* Reading text:
Holy shit, that was quite a lengthy break I took in between articles, but you all have my assurance that such Maddox-esque breaks in productivity will not continue to be the norm.  It might come as a surprise to many of that you that a person like myself might suffer from burnout, but by my estimation there was not a single week between August 1995 and February 2015 that I trained less than four times in any given week, even as I was traveling around Asia and Europe, getting surgeries, marriage, divorce, and any other ridiculous thing of which you could think.  Finally, I cracked last year and my training slipped into the abyss as I partied my ass off and watched nearly every horror movie above a D-grade available on the internet (and if you haven't seen August Mordum Underground, do yourself a favor and call of the kinkiest motherfucker of whatever gender you feel like banging, grab a bottle of whatever you feel like drinking, every sex toy at your disposal, and a trashcan for when you throw up, and fuck your way through that gem a couple of times).  Despite my irregular training, utter lack of squatting (it's insanely hard to squat drunk), and a diet that essentially consisted of tater tots, chicken fingers, pizza, Diet Coke, and enough vodka to drown even the staunchest Putin-supporting Russian, I managed to more or less maintain my physique and strength levels for the better part of 8 months.  Eventually the wheels fell all the way off as I found it hard to even grind through half hour workouts, and I basically quit training for a couple of months, a couple of times, over the succeeding 6 months.  Though I kind of regret having done so, I was snapping out at cashiers over nonsense when I was training because I was so irritated at having to continue to force myself through the gym every day as I had from about 2011 through the beginning of 2016.  Every workout, light or heavy, long or short, odd lifts or conventional, had become one massive mental fisting session produced in some dank German dungeon with caestus gloves... and writing about training was several times even more painful than that.

Caestus gloves are even a bit beyond the loopy, blood-stained sheets-wrapped nonsense that transpires in my bedroom.  That'll have to wait until I'm rocking some badass Girl in the Box-style torture basement, I think.

* Assignment 1: Translate this sentence from the burnout post into Spanish: "Eventually the wheels fell all the way off as I found it hard to even grind through half hour workouts, and I basically quit training for a couple of months, a couple of times, over the succeeding 6 months."
* Assignment 2: According to the burnout post, during which span of time did the writer never train fewer than four times in a week?
* Assignment 3: Please carry the burnout post forward from its final sentence.
The records are drawn from a separate source.

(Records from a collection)
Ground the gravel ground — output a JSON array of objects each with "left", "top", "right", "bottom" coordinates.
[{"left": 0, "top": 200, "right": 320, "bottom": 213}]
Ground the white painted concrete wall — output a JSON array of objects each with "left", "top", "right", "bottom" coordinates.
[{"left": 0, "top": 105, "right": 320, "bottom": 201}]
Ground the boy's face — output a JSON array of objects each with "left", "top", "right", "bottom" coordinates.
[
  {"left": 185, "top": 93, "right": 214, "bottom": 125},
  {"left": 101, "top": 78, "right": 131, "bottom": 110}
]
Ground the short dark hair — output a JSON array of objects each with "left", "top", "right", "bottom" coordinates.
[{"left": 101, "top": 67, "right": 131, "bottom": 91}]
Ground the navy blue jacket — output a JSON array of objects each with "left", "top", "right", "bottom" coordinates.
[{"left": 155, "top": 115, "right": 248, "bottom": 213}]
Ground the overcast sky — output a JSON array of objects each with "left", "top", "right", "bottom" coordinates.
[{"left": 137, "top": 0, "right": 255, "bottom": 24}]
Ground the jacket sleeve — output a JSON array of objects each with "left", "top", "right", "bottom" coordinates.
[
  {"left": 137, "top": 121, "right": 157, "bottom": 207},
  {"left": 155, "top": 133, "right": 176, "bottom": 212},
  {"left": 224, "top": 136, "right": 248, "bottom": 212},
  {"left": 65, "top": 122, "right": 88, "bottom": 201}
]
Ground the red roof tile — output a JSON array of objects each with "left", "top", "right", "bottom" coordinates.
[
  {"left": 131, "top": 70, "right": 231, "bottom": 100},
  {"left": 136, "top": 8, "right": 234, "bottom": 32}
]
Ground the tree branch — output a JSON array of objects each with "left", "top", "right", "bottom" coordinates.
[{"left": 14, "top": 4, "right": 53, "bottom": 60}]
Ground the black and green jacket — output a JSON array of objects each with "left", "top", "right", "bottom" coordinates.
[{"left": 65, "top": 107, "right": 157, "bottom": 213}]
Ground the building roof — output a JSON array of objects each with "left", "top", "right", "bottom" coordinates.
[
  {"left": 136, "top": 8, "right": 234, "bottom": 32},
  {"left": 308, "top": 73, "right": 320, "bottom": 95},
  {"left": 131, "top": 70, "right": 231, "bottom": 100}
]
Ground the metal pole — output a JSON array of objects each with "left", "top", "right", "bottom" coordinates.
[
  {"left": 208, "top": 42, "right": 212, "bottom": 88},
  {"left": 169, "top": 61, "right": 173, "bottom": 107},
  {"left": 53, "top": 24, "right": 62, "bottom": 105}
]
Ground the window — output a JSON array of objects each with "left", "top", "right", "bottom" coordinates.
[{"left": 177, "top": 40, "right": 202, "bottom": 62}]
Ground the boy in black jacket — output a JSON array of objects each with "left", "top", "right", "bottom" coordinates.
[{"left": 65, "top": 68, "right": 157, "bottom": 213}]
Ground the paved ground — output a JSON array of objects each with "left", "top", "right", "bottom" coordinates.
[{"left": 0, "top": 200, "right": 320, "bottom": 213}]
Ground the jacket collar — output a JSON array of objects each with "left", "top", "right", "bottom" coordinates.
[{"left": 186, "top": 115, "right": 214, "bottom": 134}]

* Written answer 1: Con el tiempo, todo se vino abajo por completo, ya que me costaba incluso aguantar entrenamientos de media hora, y básicamente dejé de entrenar durante un par de meses, un par de veces, a lo largo de los 6 meses siguientes.

* Written answer 2: Between August 1995 and February 2015.

* Written answer 3:
However you might look at the fact I let my training slip harder than an elderly broad in socks on black ice, I definitely learned a great deal about starting back up after relatively long layoffs (anywhere from two weeks to a couple of months, how to diet to facilitate the greatest gains when on a comeback, and regained my interest in trying unconventional methods to regain lost strength.  This is what led me to try the methods used in jails around the country, as I have known quite a few guys who've spent time in jail and prison, and they always looked better coming out than when they went in.  That said, I definitely cannot say the same for chicks- either they lack access to the gym, have no interest in training while in lockup, or just eat waaaaaaay too fucking many or too few honey buns in there, they almost invariably come out either looking half starved or like they got hit in the face with a hot shovel coated in mayonnaise.  In any event, what I'd seen with the guys I knew definitely left me wondering what might be accomplished if I took what they'd discovered in their experiences and added my own personal Ed Gein meets L. Ron Hubbard meet Jack Palance type of insanity.  With that, we shall continue where we left off in jail and prison training.

Perhaps some of the inmates enjoy both training and rape.  Maybe he just likes being overly groomed.  I've no idea.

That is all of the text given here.